→ TUGAS
**1)** Salin bagian teks tentang kemandirian anak, mulai dari "Kurikulum yang diterapkan" dan terus sampai "memicu kematangan seksual.".
**2)** Terjemahkan kalimat dari teks tentang kemandirian anak ini ke dalam bahasa Inggris: "Kurikulum yang diterapkan di sekolah-sekolah pun tidak menjamin anak untuk mengalami kematangan berpikir."

→ TEKS BACAAN
----------
Kita seolah terbiasa memandang anak-anak SD kelas 3, 4, 5 dan 6, sebagai ”anak-anak”. Bahkan usia SMP dan SMA pun masih dipandang anak-anak.

Kalimat “jangan rampas kegembiraan usia kanak-kanak mereka”, dipahami sebagai hidup tanpa tanggung jawab. Sarapan pagi masih disiapkan, baju-baju dan sepatu masih dicucikan, semua pekerjaan rumah tangga dikerjakan pembantu, dan akhirnya anak-anak kita pun terbiasa hidup tanpa kemandirian.

Kurikulum yang diterapkan di sekolah-sekolah pun tidak menjamin anak untuk mengalami kematangan berpikir. Ilmu yang dipelajari hanya menjadi memori singkat, tanpa mengerti bahwa ilmu itu harus menjadi alat untuk menyelesaikan masalah kehidupan.

Sasaran Moral

Sementara di sisi lain, kultur kehidupan masyarakat memacu hormon-hormon pertumbuhan termasuk di antaranya hormon seksualitas. Aurat wanita terpampang di mana-mana. Kehidupan bebas antara pria dan wanita semakin memicu kematangan seksual.
----------
→ BAHAN YANG DISEDIAKAN
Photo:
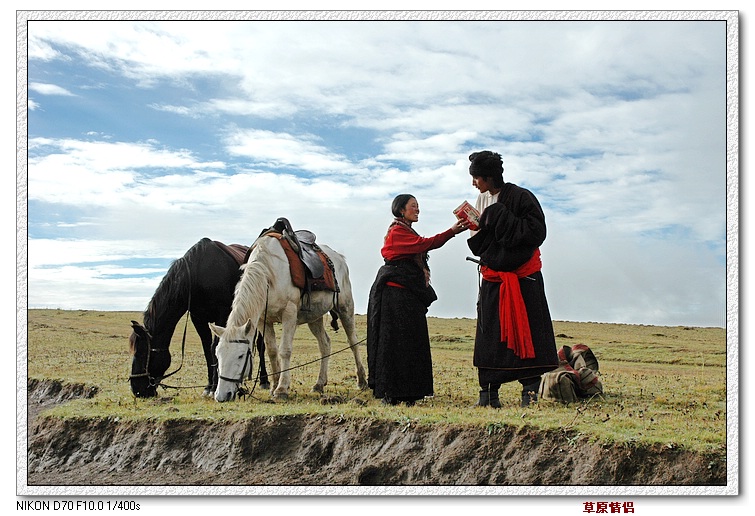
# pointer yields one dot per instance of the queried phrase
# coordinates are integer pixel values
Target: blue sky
(144, 137)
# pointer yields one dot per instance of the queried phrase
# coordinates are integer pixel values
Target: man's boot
(489, 397)
(529, 392)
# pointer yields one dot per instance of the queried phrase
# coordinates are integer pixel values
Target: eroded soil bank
(315, 450)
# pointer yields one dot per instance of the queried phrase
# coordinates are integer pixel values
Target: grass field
(663, 385)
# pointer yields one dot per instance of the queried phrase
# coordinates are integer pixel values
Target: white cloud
(617, 127)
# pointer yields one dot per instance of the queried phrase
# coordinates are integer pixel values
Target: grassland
(663, 385)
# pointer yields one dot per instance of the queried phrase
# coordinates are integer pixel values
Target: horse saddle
(311, 269)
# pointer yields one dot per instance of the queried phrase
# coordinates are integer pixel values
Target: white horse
(266, 294)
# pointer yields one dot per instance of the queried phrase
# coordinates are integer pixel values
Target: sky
(146, 136)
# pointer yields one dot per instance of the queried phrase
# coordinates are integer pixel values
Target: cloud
(617, 127)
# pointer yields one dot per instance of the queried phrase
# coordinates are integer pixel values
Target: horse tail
(334, 320)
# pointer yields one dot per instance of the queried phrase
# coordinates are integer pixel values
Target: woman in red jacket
(398, 343)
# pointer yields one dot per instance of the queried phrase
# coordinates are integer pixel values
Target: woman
(514, 340)
(398, 343)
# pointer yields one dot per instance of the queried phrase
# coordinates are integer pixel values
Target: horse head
(235, 358)
(148, 364)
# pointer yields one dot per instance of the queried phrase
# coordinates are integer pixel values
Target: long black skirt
(398, 354)
(496, 363)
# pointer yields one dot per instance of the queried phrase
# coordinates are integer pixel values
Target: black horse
(201, 282)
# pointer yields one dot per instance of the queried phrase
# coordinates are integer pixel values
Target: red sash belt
(515, 325)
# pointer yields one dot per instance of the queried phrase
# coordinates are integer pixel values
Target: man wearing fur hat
(514, 338)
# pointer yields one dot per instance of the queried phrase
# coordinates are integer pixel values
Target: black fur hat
(486, 164)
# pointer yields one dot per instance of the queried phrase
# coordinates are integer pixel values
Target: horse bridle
(153, 381)
(247, 361)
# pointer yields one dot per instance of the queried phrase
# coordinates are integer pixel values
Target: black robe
(398, 343)
(511, 230)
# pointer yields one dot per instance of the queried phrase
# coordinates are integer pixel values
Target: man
(514, 338)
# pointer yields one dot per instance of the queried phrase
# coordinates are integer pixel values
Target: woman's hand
(459, 226)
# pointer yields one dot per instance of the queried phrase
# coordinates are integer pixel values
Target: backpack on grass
(577, 376)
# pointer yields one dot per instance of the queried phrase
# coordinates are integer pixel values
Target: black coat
(398, 343)
(510, 232)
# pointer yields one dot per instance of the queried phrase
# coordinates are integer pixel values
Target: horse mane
(251, 291)
(173, 288)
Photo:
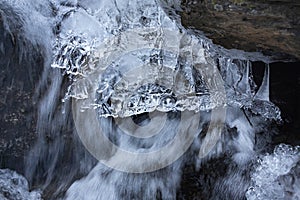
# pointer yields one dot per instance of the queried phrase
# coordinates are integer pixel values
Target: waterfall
(128, 97)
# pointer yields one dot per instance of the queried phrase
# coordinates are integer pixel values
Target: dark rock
(19, 74)
(269, 26)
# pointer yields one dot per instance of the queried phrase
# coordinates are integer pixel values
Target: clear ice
(276, 175)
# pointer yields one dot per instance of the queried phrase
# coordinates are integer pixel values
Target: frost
(15, 187)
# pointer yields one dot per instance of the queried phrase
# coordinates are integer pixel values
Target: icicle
(263, 92)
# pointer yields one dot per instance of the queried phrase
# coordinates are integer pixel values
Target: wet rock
(19, 74)
(271, 27)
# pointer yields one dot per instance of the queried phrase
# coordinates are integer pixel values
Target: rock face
(269, 26)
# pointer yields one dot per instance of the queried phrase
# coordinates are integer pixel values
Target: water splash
(76, 24)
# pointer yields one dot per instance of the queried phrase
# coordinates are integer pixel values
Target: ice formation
(15, 187)
(276, 175)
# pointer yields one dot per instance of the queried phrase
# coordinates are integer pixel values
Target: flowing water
(146, 97)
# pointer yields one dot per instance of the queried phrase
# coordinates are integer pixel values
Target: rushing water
(128, 71)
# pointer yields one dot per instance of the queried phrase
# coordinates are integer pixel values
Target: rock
(19, 74)
(270, 26)
(15, 187)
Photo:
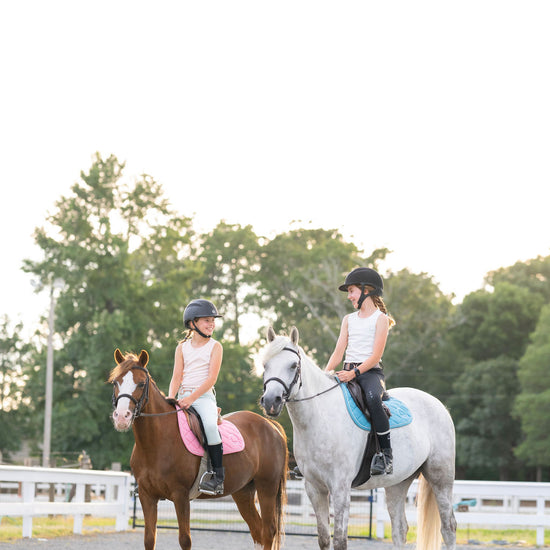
----------
→ DAFTAR JAWABAN
**1)**
Kurikulum yang diterapkan di sekolah-sekolah pun tidak menjamin anak untuk mengalami kematangan berpikir. Ilmu yang dipelajari hanya menjadi memori singkat, tanpa mengerti bahwa ilmu itu harus menjadi alat untuk menyelesaikan masalah kehidupan.

Sasaran Moral

Sementara di sisi lain, kultur kehidupan masyarakat memacu hormon-hormon pertumbuhan termasuk di antaranya hormon seksualitas. Aurat wanita terpampang di mana-mana. Kehidupan bebas antara pria dan wanita semakin memicu kematangan seksual.

**2)** Nor does the curriculum applied in schools guarantee that children will reach maturity of thought.